Memory of diffractive networks. a After being trained for 100 epochs, all the finalized networks (n = 1, 10, 15 and 20) were compared by calculating the average PCC values over unknown objects distorted by all the known diffusers (solid line). Dashed line: the average PCC value over unknown objects distorted by diffusers indexed as 1–99n. Inserts: the same plot zoomed into the last 50 diffusers. b PCC values of each finalized network tested with images distorted by 10n diffusers used in last 10 epochs in training (n = 1, 10, 15 and 20, respectively) and 20 new random diffusers (never seen before). The error bars reflect the standard deviation over different diffusers

Another important observation is that the all-optical reconstruction performance of these trained networks to image unknown test objects through new diffusers is on par with the reconstruction of test objects seen through the diffusers used in epochs 1 through 99 (see Fig. 5b). These results, along with Figs. 2, 3 and 4, clearly show that these trained diffractive networks have successfully generalized to reconstruct unknown test objects through new random diffusers, never seen before. Figure 5 further illustrates that the training strategies that used n=10, n=15 and n=20 perform very similar to each other and are significantly superior to using n=1 during the training, as the latter yields relatively inferior generalization and poorer all-optical reconstruction results for unknown new diffusers, as also confirmed in Figs. 6a, b.

Fig. 6
figure 6

Comparison of diffractive network output images under different conditions. a Output images corresponding to the same input test object imaged through diffractive networks trained with n=1, n=10, n=15 and n=20. Second column: imaged through a known diffuser; third column: imaged through a new diffuser; fourth column: imaged without a diffuser. b The PCC values corresponding to the networks trained with n = 1, 10, 15 and 20 over input test objects distorted by known diffusers, new diffusers, as well as imaged without a diffuser. The error bars reflect the standard deviation over different diffusers

To shed more light on the operation principles of our designed diffractive networks, we also tested the same networks to image distortion-free objects, and therefore removed the random phase diffuser in Fig. 1a while keeping all the other components at their corresponding locations; see Figs. 6a and b for the resulting images and the PCC values corresponding to the same networks trained with n=1, n=10, n=15 and n=20. The fourth column in Fig. 6a visually illustrates the diffracted images formed at the output field-of-view of each network, without a diffuser present, demonstrating that the networks indeed converged to a general purpose imager. In other words, the diffractive network converged to an imager design with built-in resilience against distortions created by random, unknown phase diffusers, as also confirmed by the increased PCC values reported in Fig. 6b for the cases without a diffuser.

* _EXTRACTED ENTRIES_:
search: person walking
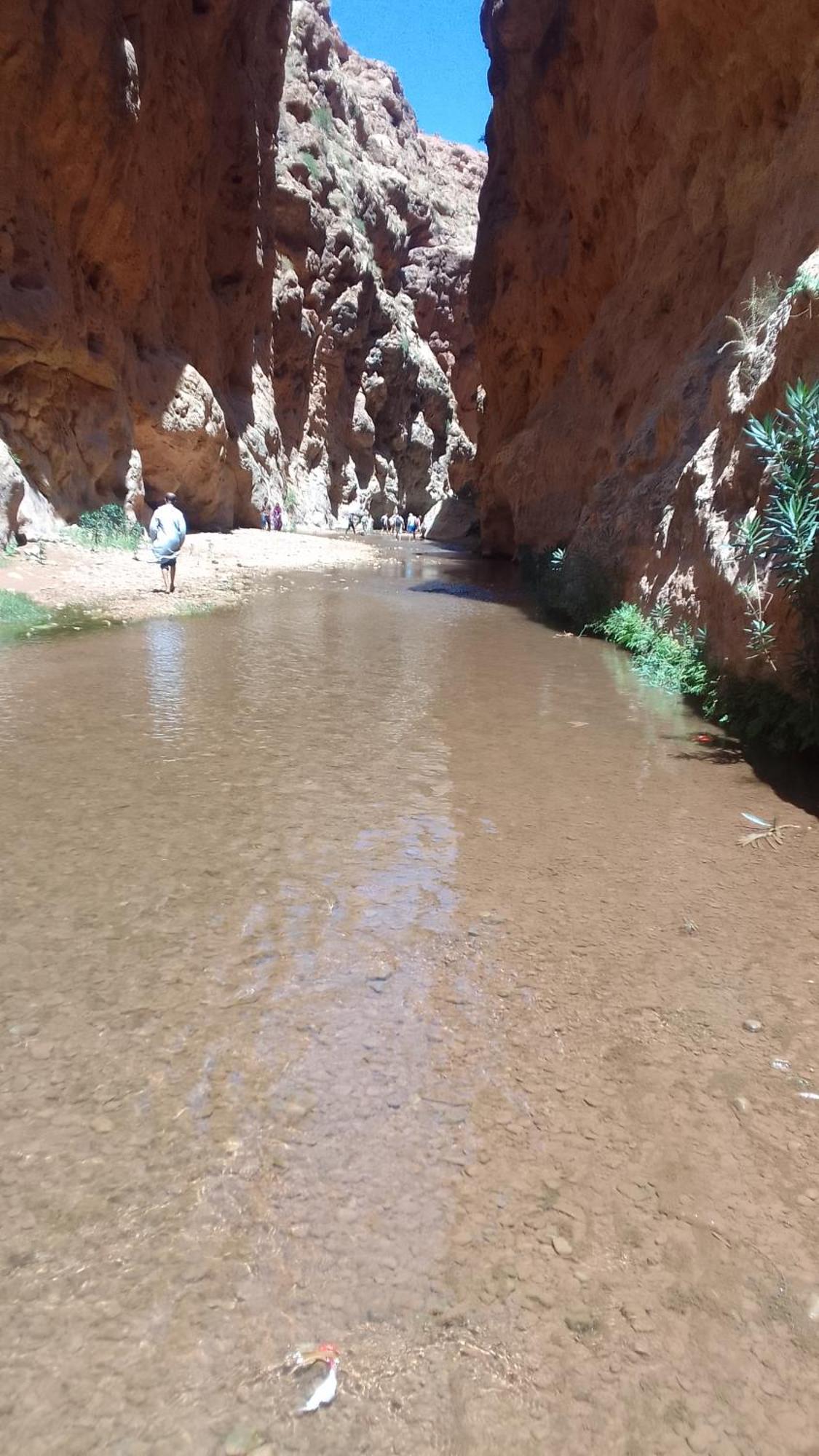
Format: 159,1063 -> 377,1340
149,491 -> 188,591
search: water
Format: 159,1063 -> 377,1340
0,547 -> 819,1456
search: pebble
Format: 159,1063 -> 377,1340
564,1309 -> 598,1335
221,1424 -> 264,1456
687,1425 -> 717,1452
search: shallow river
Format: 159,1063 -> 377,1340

---

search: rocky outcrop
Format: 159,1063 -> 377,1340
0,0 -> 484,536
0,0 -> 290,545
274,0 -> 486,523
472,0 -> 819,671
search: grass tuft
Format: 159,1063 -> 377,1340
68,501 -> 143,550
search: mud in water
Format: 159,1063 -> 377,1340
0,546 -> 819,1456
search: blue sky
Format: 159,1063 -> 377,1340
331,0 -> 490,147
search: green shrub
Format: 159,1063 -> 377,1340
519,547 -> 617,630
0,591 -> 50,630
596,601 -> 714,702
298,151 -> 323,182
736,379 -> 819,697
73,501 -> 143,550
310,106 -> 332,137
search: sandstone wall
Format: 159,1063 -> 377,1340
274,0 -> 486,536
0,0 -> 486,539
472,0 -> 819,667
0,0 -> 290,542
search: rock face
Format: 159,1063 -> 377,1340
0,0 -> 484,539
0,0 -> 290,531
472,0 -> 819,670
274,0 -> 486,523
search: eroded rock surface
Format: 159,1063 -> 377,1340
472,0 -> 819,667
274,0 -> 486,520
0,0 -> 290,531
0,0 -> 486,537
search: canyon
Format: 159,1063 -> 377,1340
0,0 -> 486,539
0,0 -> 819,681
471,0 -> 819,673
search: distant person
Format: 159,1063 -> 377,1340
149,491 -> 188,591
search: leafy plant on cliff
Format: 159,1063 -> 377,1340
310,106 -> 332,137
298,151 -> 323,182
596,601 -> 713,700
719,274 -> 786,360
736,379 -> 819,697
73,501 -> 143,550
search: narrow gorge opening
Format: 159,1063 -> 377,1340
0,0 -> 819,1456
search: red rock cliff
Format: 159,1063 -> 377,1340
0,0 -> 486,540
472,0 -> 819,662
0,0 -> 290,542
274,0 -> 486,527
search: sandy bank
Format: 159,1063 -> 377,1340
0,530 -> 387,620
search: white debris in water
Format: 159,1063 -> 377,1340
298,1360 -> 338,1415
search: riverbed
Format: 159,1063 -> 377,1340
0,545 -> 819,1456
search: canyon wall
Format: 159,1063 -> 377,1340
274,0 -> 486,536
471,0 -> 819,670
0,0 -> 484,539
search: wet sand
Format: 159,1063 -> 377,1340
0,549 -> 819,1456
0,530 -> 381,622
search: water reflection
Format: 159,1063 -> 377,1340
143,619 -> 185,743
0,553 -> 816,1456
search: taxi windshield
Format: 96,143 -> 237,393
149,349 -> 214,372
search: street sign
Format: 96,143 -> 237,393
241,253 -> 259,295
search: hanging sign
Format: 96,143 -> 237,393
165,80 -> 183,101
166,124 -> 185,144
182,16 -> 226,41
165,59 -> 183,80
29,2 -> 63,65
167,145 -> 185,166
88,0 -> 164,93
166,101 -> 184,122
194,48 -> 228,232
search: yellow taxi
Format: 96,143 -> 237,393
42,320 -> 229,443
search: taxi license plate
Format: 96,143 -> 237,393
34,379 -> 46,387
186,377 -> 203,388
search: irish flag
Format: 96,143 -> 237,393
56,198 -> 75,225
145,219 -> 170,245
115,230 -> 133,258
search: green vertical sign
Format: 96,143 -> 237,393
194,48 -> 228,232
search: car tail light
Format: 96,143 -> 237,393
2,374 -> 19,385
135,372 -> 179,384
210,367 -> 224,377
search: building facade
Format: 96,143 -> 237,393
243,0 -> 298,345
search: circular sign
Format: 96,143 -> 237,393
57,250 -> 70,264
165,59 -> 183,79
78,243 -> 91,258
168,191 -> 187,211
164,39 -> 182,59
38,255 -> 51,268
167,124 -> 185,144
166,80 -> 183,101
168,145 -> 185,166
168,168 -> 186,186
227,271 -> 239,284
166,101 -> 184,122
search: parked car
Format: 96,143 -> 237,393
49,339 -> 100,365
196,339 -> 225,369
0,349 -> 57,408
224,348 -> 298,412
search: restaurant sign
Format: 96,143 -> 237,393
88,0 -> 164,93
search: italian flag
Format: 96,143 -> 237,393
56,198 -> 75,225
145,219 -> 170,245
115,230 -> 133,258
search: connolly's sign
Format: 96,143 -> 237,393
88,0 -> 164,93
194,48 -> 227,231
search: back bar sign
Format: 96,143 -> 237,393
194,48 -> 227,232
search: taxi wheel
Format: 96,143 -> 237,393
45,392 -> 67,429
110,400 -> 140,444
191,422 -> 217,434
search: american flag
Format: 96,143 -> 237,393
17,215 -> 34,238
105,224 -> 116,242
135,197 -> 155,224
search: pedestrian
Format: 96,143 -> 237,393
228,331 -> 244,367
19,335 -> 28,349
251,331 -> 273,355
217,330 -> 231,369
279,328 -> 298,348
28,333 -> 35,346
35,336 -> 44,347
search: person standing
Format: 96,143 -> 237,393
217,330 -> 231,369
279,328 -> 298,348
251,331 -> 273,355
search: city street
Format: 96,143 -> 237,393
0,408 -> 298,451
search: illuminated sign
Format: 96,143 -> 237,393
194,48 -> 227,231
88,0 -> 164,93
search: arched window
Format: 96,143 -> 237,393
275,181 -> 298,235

* _PROBLEMS TO SOLVE_:
- A) Update everything in the diffractive networks passage from "Another important observation" down to "in Figs. 6a, b." so that "diffusers" becomes "scatterers" each time it appears, and give that stretch back in full.
- B) Count the lines in the rows that contain the string "green". Case counts, so reply with the number alone.
The diffractive networks passage and the rows have nothing to do with each other.

* _FULL SOLUTIONS_:
- A)
Another important observation is that the all-optical reconstruction performance of these trained networks to image unknown test objects through new scatterers is on par with the reconstruction of test objects seen through the scatterers used in epochs 1 through 99 (see Fig. 5b). These results, along with Figs. 2, 3 and 4, clearly show that these trained diffractive networks have successfully generalized to reconstruct unknown test objects through new random scatterers, never seen before. Figure 5 further illustrates that the training strategies that used n=10, n=15 and n=20 perform very similar to each other and are significantly superior to using n=1 during the training, as the latter yields relatively inferior generalization and poorer all-optical reconstruction results for unknown new scatterers, as also confirmed in Figs. 6a, b.

- B) 2